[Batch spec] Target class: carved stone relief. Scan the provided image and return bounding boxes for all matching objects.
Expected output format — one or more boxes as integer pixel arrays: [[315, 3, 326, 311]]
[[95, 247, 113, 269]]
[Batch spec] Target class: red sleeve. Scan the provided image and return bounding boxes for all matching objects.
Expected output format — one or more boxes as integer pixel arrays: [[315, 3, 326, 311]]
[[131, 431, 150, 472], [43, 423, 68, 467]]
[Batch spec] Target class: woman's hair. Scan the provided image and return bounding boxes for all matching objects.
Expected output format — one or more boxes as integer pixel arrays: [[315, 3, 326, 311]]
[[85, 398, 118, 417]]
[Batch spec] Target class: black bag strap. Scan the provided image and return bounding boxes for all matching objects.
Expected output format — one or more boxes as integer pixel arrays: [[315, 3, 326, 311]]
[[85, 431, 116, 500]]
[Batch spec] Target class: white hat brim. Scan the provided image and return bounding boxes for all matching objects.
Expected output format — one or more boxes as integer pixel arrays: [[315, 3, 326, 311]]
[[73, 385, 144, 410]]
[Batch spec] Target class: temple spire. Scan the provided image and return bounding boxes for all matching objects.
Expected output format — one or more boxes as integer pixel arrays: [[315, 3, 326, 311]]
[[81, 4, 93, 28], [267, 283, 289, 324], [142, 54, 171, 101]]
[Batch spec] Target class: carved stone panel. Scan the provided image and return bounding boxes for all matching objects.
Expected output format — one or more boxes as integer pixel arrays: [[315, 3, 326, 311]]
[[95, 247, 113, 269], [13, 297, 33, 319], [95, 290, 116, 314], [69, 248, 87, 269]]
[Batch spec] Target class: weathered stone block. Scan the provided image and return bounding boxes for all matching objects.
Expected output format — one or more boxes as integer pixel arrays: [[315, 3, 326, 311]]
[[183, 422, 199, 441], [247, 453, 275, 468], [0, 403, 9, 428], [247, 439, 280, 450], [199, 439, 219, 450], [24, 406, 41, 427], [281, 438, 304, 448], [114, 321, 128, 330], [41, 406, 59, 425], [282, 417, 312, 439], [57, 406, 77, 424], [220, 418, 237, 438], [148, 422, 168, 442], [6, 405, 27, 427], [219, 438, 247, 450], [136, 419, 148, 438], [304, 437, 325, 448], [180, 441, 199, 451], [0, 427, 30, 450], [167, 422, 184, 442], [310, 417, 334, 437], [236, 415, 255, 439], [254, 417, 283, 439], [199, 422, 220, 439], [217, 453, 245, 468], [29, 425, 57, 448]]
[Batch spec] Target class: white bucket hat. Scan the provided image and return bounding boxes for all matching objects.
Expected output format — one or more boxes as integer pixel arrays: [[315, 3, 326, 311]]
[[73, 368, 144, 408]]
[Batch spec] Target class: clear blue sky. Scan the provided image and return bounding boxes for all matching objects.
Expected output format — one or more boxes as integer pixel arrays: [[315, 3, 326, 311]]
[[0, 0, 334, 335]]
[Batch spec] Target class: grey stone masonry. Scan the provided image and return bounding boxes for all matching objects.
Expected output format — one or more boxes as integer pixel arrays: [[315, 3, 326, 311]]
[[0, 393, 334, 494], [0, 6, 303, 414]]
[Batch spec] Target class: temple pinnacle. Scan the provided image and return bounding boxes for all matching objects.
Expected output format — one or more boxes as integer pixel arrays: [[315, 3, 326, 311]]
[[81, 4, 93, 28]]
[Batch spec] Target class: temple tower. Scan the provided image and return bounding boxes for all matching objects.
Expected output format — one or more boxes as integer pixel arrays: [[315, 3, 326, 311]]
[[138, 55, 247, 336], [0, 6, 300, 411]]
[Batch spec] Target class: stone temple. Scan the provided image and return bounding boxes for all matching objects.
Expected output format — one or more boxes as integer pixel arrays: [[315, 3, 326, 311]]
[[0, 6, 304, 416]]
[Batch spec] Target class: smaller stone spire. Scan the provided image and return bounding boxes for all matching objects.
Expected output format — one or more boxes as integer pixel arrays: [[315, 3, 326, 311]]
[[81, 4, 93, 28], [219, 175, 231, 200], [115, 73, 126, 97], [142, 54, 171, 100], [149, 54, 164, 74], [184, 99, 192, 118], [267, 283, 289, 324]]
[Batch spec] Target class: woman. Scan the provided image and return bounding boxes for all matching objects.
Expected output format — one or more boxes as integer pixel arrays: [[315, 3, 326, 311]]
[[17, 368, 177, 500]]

→ **WHAT IS REQUIRED**: Give these rows as a numbered list, leaving out blank lines.

→ **SOLUTION FOR THIS TASK**:
1. [Batch spec] Target class: carved stone relief. Scan the provided image and return bounding boxes for all matching objects.
2. Expected output format — one or more boxes as integer pixel arrays: [[315, 3, 326, 311]]
3. [[95, 247, 113, 269]]
4. [Batch spec] Target class: red sleeve. Scan the provided image and return bounding boxes for all matching objects.
5. Expected output format — one or more boxes as integer pixel arrays: [[315, 3, 326, 311]]
6. [[131, 431, 150, 472], [43, 423, 68, 467]]
7. [Batch spec] Target class: woman's hair. Scan the provided image and return bounding boxes for all matching objects.
8. Expected output format — one or more boxes as integer pixel arrays: [[315, 3, 326, 311]]
9. [[85, 398, 118, 417]]
10. [Batch spec] Target class: black bag strap. Scan the provided image and return bounding boxes for all matching objects.
11. Expected output format — one or more boxes as integer pixel arrays: [[315, 3, 326, 311]]
12. [[85, 431, 116, 500]]
13. [Batch spec] Target class: white hat brim. Scan the provided image and return bounding boxes for all matching objects.
14. Expected output format — one or more boxes as integer pixel arrays: [[315, 3, 326, 311]]
15. [[73, 385, 144, 410]]
16. [Batch spec] Target class: temple spire. Scan the provided image and return bounding boxes for all matching objects.
17. Expected output format — one or more boxes as integer pixel arrays: [[315, 3, 326, 311]]
18. [[81, 4, 93, 28], [267, 283, 289, 324], [142, 54, 171, 101]]
19. [Batch spec] Target class: carved stone panel. Scan the provided image and return bounding boxes for all matching objects.
20. Expected output format — one or more boxes as integer pixel arrays: [[315, 3, 326, 311]]
21. [[95, 247, 113, 269], [13, 297, 33, 319], [95, 290, 116, 314], [69, 248, 87, 269]]
22. [Batch spec] Target class: weathered stone block. Scan the provided image and return bounding boxes for all matching objects.
23. Expected output format — one or more boxes as integer pixel arrays: [[315, 3, 326, 311]]
24. [[183, 422, 199, 441], [247, 453, 275, 468], [0, 403, 9, 428], [247, 439, 280, 450], [199, 439, 219, 450], [24, 406, 41, 427], [281, 438, 304, 448], [114, 321, 128, 330], [41, 406, 59, 425], [282, 417, 312, 439], [57, 406, 77, 424], [220, 418, 237, 438], [148, 422, 168, 442], [6, 405, 27, 427], [219, 438, 247, 450], [136, 419, 148, 438], [304, 437, 325, 448], [180, 441, 199, 451], [0, 427, 30, 450], [167, 422, 184, 442], [310, 417, 334, 437], [236, 415, 255, 439], [254, 417, 283, 439], [199, 422, 220, 439], [217, 453, 245, 468], [29, 425, 57, 448]]
25. [Batch spec] Target class: white bucket hat. Scan the provided image and return bounding boxes for all matching objects.
26. Expected output format — one or more boxes as integer pixel arrays: [[315, 3, 326, 311]]
27. [[73, 368, 144, 408]]
28. [Batch spec] Target class: clear blue sky. Scan the provided image and return bounding boxes for all matching objects.
29. Expected output format — one or more boxes as integer pixel arrays: [[315, 3, 326, 311]]
30. [[0, 0, 334, 335]]
31. [Batch spec] Target class: grey stone masonry. Scan the provided image and return bounding boxes for all matching objects.
32. Expected output format — one or more boxes as integer pixel arrays: [[315, 3, 326, 311]]
33. [[0, 393, 334, 494], [0, 6, 303, 414]]
34. [Batch spec] Target class: temple pinnacle. Scan the provided image and return bounding boxes for all matching objects.
35. Expected output format — one or more boxes as integer pixel arrays: [[315, 3, 326, 311]]
36. [[81, 4, 93, 28]]
37. [Batch spec] Target class: temple tower. Scan the provided image and return bounding boxes for all matching objects.
38. Expected output format — one or more boxes as integer pixel arrays: [[315, 3, 326, 311]]
39. [[138, 55, 247, 336], [0, 6, 300, 411]]
40. [Batch spec] Target class: stone temple. Scan the provided image and return bounding boxes for all matching objects.
41. Expected output format — one or more boxes as integer pixel arrays: [[315, 3, 326, 311]]
42. [[0, 6, 304, 416]]
43. [Batch spec] Target class: smaller stone spire. Scan the provided image and return bounding boxes for all matching objects.
44. Expected output format — one or more boxes as integer pixel arrays: [[315, 3, 326, 311]]
45. [[81, 4, 93, 28], [219, 175, 231, 200], [115, 73, 126, 97], [142, 54, 171, 100], [149, 54, 164, 74], [184, 99, 192, 118], [267, 283, 289, 324]]
46. [Batch spec] Target class: woman. Scan the provided image and return bounding boxes for all matching objects.
47. Expected output format — one or more boxes as integer pixel arrays: [[315, 3, 326, 311]]
48. [[17, 368, 177, 500]]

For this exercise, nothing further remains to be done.